What is expected>
Using the entries below, write out the line with "right so im looking for the grass, should", the line with "right so im looking for the dry", and every line in between, exactly as each is written.

Data for review>
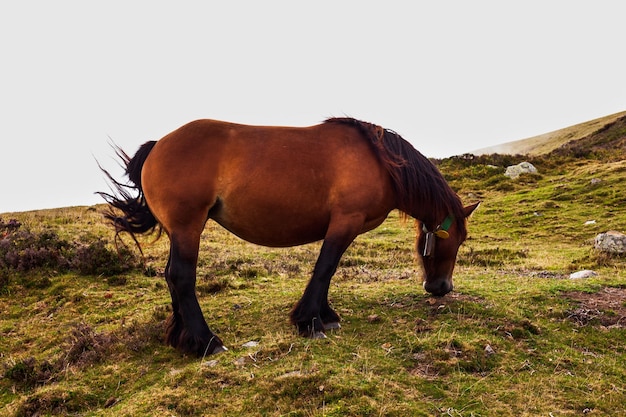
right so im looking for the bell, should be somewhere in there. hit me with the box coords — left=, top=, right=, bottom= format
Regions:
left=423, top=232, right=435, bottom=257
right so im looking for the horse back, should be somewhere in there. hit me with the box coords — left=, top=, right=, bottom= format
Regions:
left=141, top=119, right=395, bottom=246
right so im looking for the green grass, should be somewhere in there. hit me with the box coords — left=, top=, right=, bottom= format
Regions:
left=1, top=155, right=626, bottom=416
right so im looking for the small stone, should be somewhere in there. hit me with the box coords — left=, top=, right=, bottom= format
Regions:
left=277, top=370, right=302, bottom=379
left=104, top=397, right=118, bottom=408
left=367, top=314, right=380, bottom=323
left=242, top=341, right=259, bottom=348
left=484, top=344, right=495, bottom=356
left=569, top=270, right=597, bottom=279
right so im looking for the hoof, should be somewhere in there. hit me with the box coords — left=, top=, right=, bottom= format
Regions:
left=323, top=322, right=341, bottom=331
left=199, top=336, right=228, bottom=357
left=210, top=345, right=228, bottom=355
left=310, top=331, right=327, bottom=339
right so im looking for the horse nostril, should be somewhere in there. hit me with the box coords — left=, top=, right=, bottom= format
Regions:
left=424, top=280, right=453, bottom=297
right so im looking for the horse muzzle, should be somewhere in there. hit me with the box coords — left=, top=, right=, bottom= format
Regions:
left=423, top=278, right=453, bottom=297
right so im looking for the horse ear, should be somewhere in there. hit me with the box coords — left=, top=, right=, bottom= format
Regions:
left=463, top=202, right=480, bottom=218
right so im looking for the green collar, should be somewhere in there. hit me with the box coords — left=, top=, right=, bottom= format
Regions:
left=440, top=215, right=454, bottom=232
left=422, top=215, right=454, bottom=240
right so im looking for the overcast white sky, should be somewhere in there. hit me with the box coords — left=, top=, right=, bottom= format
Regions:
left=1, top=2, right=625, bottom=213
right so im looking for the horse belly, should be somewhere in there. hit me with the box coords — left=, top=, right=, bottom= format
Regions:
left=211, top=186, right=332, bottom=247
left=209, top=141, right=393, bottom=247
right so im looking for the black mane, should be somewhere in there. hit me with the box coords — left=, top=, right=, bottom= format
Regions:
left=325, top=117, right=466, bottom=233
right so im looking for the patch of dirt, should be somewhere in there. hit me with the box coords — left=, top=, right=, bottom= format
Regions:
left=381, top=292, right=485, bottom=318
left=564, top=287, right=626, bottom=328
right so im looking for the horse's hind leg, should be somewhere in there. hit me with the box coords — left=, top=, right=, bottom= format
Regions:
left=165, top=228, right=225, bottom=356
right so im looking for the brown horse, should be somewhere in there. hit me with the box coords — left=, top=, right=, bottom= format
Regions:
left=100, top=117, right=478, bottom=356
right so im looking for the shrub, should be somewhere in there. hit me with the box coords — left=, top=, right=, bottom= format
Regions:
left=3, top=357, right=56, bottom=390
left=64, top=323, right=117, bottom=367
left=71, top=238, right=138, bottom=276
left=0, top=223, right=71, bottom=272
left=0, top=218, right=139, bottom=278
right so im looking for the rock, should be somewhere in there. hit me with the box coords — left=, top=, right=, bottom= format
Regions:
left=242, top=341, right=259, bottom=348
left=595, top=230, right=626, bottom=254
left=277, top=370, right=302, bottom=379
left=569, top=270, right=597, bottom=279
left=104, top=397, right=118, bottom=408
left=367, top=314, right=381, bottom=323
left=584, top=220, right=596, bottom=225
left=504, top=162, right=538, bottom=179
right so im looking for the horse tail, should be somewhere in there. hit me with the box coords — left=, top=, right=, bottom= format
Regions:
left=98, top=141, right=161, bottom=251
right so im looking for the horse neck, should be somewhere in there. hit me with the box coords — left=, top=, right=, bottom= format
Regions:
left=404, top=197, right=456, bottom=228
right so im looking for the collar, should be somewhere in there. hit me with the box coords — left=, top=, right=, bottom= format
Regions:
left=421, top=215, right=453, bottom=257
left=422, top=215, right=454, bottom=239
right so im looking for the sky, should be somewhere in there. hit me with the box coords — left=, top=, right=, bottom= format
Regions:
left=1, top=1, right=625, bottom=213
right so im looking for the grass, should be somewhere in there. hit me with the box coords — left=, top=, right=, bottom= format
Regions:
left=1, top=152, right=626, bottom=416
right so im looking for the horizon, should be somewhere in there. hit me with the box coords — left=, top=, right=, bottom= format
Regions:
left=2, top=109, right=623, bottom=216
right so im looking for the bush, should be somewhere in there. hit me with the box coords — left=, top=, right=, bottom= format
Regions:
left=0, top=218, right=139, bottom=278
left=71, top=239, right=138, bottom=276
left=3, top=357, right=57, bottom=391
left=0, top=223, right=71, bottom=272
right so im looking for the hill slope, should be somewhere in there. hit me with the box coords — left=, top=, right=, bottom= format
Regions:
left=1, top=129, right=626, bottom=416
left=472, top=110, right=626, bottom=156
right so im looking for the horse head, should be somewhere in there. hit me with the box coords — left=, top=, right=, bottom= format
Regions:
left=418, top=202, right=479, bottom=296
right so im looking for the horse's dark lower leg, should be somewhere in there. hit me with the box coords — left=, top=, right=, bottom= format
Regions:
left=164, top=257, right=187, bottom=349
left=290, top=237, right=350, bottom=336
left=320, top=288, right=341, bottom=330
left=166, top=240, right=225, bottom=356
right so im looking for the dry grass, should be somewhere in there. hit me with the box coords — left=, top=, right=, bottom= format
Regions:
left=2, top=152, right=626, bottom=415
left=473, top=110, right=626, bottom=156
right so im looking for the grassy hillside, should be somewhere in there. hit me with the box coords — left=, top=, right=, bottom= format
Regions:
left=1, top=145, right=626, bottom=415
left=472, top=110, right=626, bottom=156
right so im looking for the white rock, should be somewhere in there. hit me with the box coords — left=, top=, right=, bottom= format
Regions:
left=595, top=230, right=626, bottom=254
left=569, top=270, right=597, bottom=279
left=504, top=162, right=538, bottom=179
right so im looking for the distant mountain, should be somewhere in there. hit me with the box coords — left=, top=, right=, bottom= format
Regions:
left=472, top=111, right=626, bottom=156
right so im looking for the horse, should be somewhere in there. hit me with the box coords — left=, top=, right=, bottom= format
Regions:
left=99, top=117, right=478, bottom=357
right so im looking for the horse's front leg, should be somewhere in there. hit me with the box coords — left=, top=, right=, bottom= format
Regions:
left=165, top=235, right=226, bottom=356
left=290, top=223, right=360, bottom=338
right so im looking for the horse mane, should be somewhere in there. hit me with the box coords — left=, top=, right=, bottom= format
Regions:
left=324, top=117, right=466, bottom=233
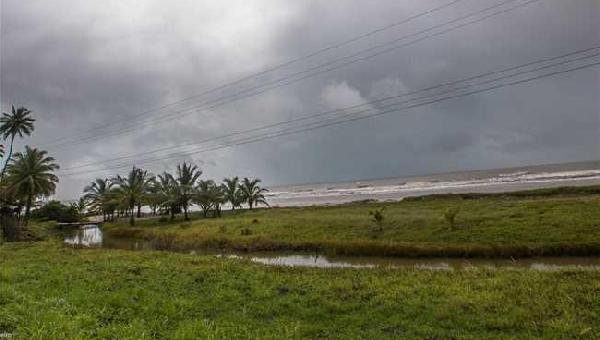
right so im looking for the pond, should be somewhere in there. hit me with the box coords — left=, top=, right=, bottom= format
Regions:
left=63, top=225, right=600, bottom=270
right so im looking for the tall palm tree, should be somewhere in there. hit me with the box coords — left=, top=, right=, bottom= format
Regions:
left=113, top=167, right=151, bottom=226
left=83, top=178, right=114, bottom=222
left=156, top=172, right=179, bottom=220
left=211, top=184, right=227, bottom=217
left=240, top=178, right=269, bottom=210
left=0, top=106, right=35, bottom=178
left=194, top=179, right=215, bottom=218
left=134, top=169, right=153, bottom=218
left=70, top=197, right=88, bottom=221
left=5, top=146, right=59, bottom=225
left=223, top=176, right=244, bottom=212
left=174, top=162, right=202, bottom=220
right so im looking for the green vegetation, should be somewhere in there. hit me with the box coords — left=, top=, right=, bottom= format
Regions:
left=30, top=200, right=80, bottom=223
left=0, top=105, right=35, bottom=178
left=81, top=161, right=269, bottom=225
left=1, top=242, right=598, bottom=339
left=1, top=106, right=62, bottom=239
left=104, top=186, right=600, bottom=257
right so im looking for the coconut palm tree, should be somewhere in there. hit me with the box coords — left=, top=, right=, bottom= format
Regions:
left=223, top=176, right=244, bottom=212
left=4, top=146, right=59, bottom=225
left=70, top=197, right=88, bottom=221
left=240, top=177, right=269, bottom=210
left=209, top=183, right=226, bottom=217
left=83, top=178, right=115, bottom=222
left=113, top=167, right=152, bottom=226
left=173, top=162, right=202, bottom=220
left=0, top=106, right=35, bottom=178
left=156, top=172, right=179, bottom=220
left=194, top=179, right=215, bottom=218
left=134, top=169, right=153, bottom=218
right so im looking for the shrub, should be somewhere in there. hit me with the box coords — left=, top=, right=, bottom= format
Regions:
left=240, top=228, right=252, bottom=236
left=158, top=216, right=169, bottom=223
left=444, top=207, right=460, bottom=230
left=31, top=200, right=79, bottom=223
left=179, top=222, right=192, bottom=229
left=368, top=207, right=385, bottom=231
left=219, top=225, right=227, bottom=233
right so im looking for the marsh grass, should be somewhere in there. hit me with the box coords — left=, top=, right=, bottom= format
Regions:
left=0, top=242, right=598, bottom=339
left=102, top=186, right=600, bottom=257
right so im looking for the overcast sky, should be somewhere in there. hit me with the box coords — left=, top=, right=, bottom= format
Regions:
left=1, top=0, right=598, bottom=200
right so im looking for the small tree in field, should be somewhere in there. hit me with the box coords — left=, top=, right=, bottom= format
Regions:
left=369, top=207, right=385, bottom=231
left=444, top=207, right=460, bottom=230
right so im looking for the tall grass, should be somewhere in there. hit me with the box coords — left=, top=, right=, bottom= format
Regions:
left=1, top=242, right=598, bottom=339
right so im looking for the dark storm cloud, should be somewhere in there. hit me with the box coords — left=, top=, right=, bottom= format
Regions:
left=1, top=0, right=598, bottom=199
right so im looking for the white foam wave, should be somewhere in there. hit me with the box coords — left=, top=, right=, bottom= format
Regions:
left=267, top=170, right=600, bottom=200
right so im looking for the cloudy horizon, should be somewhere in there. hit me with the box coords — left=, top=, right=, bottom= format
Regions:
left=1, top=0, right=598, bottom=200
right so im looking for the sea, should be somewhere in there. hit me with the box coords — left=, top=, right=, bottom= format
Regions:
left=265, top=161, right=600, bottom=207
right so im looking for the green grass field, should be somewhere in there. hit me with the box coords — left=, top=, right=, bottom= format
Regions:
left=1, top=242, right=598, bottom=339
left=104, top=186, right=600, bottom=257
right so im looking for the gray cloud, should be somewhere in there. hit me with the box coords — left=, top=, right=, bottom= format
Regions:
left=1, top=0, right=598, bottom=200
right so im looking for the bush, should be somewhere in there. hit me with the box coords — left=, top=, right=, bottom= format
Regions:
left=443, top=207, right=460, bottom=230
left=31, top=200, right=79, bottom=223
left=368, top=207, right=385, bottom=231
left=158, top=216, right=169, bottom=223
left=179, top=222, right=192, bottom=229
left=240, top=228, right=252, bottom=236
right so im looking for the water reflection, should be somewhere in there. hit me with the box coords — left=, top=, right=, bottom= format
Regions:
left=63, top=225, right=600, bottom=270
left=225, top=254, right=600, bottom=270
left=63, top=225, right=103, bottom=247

Result of this task>
right so im looking for the grass, should be somewhere in there. hit me with the box coords — left=, top=, right=, bottom= format
Regions:
left=1, top=152, right=626, bottom=416
right so im looking for the horizon, should be somewhere in there. hit me with the box coords — left=, top=, right=, bottom= format
Regions:
left=2, top=109, right=623, bottom=216
right so im looking for the bush, should be somewhere in there. hit me with the box coords — left=, top=, right=, bottom= format
Regions:
left=0, top=218, right=139, bottom=278
left=71, top=239, right=138, bottom=276
left=3, top=357, right=57, bottom=391
left=0, top=223, right=71, bottom=272
right so im looking for the hill slope, should be somewhere in there. hit me with the box coords — left=, top=, right=, bottom= format
Regions:
left=1, top=129, right=626, bottom=416
left=472, top=110, right=626, bottom=156
right so im looking for the horse head, should be somewhere in there. hit me with the box coords — left=, top=, right=, bottom= format
Regions:
left=418, top=202, right=479, bottom=296
right so im looking for the horse's dark lower leg, should be somewhere in there. hit me with the box coords — left=, top=, right=, bottom= format
Regions:
left=164, top=257, right=187, bottom=349
left=290, top=237, right=350, bottom=336
left=320, top=288, right=341, bottom=330
left=166, top=240, right=225, bottom=356
right so im looking for the dry grass, should be somewhere in there. hit me with the box coords — left=, top=, right=, bottom= format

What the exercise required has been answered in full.